** BEGIN ARTICLE **
# Boarded-up Windows - using pallets?



## waldiddy (Aug 4, 2008)

Pallet wood looks like a great choice for boarding up windows. anyone got any special tricks for getting the boards off a pallet? Today is our neighborhood's big item trash pick-up, and i snagged a free pallet. 

I want to hang the boards off a couple of windows, but our house has vinyl siding and the window frames are vinyl, too. the window sticks out a bit from the wall, so i could hang some kind of assembly from it, but i'm not sure how it would stay put.


----------



## joker (Sep 25, 2007)

You might take a look at this thread for more ideas
http://hauntforum.com/showthread.php?t=10140&highlight=suction+cups+windows


----------



## Fetch (May 16, 2008)

If they're anything like the pallets I've torn apart, you have two choices: cut them apart with a circular saw or grind off the nail heads with an electric grinder and beat/pry them apart. (If you don't grind off the nail heads you'll beat the boards into splinters trying to knock them apart. Old pallets are TOUGH!) Option 2 gouges the wood a little, but you'll have longer boards and you can always flip them over to hide the gouges.


----------



## spideranne (Jul 17, 2006)

I made mine out of pallets and its a workout trying to pry the boards off. Highly recommend something to saw through the nails. My windows are inset so I made a frame out of 1x2 that fits in by tension, you potentially could do the same with a frame around the outside with a snug fit maybe.


----------



## Lilly (Jun 13, 2006)

pry them up with crow bar or something then hopefully when you push it back down the nails are up then use a hammer claw to take nails out.

spideranne...nice windows !!


----------



## divaann (Aug 7, 2008)

Now I want to do this to my house but there is no way hubby would let me!!!!!!!!!!!! Waaaaaaaaaaaaaa..........


----------



## Spookie (Aug 26, 2008)

I've considered doing something like this to my windows but would probably "build" wood strips from pink foam board. Spideranne's method of framing the inside of the window frame is probably a good way to go. If you plan it well, you might even be able to slip your new frame and boarded area constructed as one piece into the window area and simply pull it out afterwards and store that way for next year. If you need filler around the frame, try adding some of the window insulation stuff to keep everything tight.


----------



## Mortissanguine (Mar 30, 2008)

I used a car jack before (one of the ones that you push a button). The hand jacks might work to wedge them open but that motion might get a bit tiring. I have also used a good quality rubber mallet to knock the boards apart. If you don't have these then the old fashioned prybar is probably your best bet.


----------



## spideranne (Jul 17, 2006)

Spookie said:


> If you plan it well, you might even be able to slip your new frame and boarded area constructed as one piece into the window area and simply pull it out afterwards and store that way for next year. If you need filler around the frame, try adding some of the window insulation stuff to keep everything tight.


Yes, mine is a tension fit. Only the sides and the top of the frame are nailed together and then I tap in the bottom piece for a tight fit. When I take them down I just pop out that bottom piece of the frame and lift the whole thing out.


----------



## Gothyc Designs (Dec 30, 2006)
** END ARTICLE **
** BEGIN INFORMATION PROVIDED **
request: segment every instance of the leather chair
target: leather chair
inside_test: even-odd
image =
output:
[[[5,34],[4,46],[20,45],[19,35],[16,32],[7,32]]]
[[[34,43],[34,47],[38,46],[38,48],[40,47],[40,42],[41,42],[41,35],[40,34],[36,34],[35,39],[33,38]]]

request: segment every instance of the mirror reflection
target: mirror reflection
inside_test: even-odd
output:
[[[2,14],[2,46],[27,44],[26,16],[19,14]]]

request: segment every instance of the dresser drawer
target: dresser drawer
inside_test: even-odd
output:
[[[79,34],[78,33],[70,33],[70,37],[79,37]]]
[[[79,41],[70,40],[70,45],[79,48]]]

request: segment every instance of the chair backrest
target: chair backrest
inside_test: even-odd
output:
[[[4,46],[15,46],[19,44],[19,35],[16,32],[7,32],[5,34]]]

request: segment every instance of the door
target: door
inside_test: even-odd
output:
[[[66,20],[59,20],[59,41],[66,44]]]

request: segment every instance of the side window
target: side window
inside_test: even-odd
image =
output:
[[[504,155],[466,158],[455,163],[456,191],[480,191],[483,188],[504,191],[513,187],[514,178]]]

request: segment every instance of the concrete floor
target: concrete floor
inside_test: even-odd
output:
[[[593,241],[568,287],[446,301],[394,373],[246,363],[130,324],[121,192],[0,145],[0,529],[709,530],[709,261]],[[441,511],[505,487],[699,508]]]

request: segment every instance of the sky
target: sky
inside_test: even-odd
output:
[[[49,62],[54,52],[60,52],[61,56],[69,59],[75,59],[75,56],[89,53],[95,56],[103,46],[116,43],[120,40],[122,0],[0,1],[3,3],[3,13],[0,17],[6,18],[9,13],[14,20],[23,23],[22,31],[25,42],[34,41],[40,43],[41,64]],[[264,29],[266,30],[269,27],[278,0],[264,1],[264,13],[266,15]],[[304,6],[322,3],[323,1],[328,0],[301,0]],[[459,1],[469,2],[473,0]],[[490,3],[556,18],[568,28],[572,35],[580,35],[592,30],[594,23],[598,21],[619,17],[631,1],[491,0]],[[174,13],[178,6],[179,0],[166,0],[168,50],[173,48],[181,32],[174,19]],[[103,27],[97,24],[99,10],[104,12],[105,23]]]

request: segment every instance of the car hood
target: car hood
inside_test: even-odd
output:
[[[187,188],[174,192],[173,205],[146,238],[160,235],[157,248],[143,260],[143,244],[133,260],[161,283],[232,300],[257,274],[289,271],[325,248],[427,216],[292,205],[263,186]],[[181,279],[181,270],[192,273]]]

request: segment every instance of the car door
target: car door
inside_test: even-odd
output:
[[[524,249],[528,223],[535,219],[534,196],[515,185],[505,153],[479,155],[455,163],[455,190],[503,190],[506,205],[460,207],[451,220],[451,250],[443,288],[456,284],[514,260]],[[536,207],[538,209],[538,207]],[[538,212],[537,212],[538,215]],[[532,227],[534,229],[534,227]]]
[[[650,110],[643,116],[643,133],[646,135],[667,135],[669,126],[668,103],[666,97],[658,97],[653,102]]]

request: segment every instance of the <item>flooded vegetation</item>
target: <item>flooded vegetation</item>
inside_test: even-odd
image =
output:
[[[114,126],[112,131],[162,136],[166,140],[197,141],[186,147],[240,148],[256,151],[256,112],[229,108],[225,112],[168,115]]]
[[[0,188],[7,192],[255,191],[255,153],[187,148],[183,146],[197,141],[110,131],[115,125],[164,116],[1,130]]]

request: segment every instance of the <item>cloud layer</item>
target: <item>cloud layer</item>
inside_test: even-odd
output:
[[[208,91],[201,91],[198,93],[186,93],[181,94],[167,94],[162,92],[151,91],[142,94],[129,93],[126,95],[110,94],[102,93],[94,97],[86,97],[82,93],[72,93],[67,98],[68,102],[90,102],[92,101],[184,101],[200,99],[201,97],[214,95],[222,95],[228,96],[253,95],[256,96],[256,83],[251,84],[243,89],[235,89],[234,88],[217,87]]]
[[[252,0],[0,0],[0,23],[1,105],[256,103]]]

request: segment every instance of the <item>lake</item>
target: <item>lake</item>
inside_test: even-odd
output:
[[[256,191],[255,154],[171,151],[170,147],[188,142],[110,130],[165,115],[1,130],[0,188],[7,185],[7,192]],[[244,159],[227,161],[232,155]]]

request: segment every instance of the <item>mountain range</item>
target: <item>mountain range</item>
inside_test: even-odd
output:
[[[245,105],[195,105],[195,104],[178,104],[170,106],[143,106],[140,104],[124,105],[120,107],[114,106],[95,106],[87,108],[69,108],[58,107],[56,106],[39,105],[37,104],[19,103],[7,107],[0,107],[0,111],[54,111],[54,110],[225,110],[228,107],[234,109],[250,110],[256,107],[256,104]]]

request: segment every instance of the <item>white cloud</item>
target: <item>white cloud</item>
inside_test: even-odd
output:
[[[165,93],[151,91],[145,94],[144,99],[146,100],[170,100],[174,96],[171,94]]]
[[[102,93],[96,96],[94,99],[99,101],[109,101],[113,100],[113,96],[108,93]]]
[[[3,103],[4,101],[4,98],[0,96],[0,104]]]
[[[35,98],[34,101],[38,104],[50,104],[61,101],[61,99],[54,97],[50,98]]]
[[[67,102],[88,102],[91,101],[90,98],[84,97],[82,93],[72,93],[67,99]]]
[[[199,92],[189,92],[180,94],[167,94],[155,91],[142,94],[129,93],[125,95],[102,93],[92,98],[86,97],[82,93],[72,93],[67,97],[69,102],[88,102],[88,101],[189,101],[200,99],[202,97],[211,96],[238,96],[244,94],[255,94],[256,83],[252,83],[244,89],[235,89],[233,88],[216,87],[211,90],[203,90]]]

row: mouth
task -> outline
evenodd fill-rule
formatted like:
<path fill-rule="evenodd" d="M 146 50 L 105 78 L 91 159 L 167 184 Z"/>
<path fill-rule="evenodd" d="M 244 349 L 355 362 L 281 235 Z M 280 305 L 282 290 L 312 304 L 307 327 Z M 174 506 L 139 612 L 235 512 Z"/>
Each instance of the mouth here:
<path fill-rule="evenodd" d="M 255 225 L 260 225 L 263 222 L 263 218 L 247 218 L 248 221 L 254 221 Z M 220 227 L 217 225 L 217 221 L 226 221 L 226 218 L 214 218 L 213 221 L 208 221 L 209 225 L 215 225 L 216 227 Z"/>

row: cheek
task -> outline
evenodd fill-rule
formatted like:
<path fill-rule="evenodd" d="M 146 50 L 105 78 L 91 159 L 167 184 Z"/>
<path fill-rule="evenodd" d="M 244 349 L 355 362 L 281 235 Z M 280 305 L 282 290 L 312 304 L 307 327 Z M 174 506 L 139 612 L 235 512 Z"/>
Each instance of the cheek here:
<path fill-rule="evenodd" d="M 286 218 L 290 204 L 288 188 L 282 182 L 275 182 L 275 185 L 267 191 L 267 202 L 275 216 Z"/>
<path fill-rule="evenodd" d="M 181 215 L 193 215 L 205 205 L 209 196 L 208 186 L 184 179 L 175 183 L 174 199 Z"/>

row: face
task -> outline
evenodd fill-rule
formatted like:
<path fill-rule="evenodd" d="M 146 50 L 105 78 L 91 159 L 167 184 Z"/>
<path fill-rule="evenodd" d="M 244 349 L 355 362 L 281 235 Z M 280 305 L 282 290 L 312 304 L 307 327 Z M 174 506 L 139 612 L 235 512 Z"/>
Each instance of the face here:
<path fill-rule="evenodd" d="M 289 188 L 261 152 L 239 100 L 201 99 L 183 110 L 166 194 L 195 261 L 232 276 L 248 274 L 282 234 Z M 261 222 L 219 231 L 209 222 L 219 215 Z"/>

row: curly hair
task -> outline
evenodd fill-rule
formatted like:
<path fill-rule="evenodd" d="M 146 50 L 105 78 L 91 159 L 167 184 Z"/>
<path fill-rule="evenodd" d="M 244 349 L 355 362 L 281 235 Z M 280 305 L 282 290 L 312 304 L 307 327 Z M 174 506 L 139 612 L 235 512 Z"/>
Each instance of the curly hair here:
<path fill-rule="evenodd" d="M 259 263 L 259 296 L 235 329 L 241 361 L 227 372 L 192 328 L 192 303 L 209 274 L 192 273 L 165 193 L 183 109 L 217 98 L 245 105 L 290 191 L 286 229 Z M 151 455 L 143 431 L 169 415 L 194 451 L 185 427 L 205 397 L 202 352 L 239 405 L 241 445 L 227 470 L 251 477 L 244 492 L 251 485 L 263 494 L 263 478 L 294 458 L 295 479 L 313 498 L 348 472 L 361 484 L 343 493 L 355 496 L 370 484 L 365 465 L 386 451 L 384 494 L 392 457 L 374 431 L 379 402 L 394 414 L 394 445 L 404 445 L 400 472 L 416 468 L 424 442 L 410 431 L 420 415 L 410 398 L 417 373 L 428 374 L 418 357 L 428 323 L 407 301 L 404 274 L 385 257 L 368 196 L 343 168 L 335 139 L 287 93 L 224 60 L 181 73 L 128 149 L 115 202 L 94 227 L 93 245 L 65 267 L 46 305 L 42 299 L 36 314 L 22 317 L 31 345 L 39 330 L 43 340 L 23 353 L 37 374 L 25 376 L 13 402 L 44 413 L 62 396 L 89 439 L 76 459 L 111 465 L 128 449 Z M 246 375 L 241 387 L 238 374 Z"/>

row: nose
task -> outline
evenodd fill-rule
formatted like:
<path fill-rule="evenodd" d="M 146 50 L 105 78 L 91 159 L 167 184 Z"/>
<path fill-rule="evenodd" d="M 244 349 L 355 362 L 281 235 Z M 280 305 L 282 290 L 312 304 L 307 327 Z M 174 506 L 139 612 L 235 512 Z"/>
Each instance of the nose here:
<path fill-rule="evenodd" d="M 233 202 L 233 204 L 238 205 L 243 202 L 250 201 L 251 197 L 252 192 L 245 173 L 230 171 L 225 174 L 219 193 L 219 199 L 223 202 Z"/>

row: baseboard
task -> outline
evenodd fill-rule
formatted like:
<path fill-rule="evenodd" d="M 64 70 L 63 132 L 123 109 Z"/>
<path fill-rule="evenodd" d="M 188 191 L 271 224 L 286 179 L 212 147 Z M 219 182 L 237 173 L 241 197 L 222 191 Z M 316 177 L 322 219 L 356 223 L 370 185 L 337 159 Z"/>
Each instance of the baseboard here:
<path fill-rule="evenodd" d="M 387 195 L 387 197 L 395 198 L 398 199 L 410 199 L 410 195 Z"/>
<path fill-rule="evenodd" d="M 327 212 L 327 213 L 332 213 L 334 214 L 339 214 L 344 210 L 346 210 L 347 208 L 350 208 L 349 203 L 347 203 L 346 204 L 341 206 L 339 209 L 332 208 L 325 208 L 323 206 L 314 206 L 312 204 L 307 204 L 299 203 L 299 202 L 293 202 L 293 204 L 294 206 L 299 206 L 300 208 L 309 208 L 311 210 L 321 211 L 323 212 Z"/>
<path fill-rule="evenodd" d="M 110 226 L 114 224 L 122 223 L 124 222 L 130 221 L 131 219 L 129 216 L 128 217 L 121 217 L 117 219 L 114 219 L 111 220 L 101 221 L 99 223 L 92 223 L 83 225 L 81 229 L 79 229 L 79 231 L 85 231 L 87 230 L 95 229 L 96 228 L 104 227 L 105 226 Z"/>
** END INFORMATION PROVIDED **
> [INSTRUCTIONS]
- 1) List every line of the rows that contains the string "concrete", matching case exactly.
- 2) Extend the forum thread about boarding up windows with pallet wood, picking up after its last line.

> [IN RESPONSE]
- 1)
request: segment every instance of the concrete floor
target: concrete floor

- 2)
I grinded the nail heads off. It worked the best for me. Just trying to pry them apart and depneding on the type of wood, you'll be pulling for a long time. Thats when I said screw it and got out the trusty Dremel. At night whose really gonna see it and it just adds to the character you're going for.

I found some long open eye hooks you can get at any hardware store. I screwed them in just above the window frame. I too have vinyl siding and done right, seal them with a little bit of paintable latex caulk. Paint the hooks close to the same color as the vinyl is.
On the top of the pallet frame, I used long fence nails, or you could bend them over, ans thats what hooks over the eye hooks. They hang just nicely over the window. For windy days I have smaller nails sticking out at the bottom to tie off twine too.


----------



## Bilbo (Dec 13, 2007)

I used a Sawz-all (reciprocating saw) to cut the nails between the boards. These saws have many different blades you can use to cut everything from wood to metal to bone, and in many sizes. Best way I've found to take them apart.

As far as hanging, what I did was take a 2x4 that stretched across the top of my window and screwed 5 2x2 boards to that that matched the window trim (2 edges and 3 inner trim pieces) so they ended up like this I¯I¯I¯I. The pallet boards just got screwed haphazardly between the vertical boards. I have 2 longer screws that go through the horizontal 2x4 to grip the window frame. These I covered with rubber nibs I happened to have lying around to avoid damaging the woodwork.

The weight of the unit (which is considerable) is plenty to hold the piece in place. This is the only part of my haunted yard I need help installing. Tried to remove it by myself last year and almost ended up haunting my own yard.


----------



## NickG (Sep 12, 2006)

here's mine - made from pallet wood & hang onto window frames... super simple. added some fake spider web stuff and they look great. I used a hammer to knock the boards loose from one another enough to insert a crowbar and then pried them apart... you have to be careful because the wood is usually pretty brittle and splits easily.

http://hauntforum.com/showthread.php?t=8902&highlight=windows


----------



## Bloodhound (Oct 16, 2007)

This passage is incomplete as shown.